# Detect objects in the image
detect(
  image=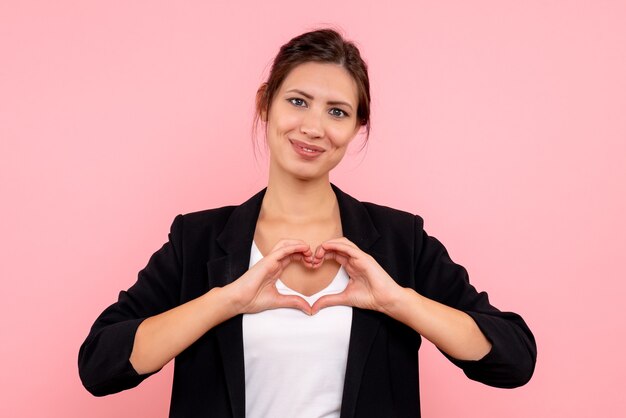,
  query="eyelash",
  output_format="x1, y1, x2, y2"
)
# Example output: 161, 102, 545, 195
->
287, 97, 350, 119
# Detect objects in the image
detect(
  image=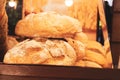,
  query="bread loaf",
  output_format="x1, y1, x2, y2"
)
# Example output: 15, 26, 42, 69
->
4, 40, 76, 66
15, 12, 82, 38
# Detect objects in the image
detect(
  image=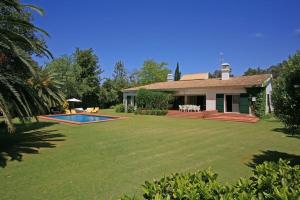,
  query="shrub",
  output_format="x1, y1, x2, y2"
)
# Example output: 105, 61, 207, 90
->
134, 109, 168, 115
247, 87, 266, 118
115, 104, 125, 113
136, 89, 171, 110
109, 105, 116, 109
127, 105, 134, 113
272, 52, 300, 134
121, 160, 300, 200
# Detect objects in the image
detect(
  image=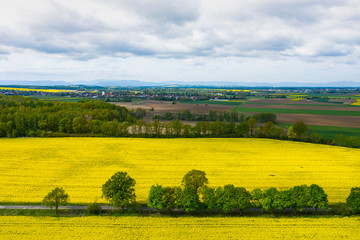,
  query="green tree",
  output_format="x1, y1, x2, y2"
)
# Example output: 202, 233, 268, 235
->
203, 187, 218, 210
182, 169, 209, 192
246, 118, 256, 136
251, 188, 264, 208
43, 187, 69, 213
346, 187, 360, 213
148, 185, 164, 209
216, 184, 250, 213
308, 184, 328, 210
236, 122, 249, 137
102, 172, 136, 208
178, 187, 201, 212
260, 187, 279, 211
292, 121, 307, 139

━━━

__Problem description__. Return every line above that contains the word "Example".

__Answer to this exercise__.
# Example output: 161, 102, 545, 195
# Example output: 15, 26, 42, 69
# Example output: 105, 61, 207, 90
# Example output: 202, 233, 268, 235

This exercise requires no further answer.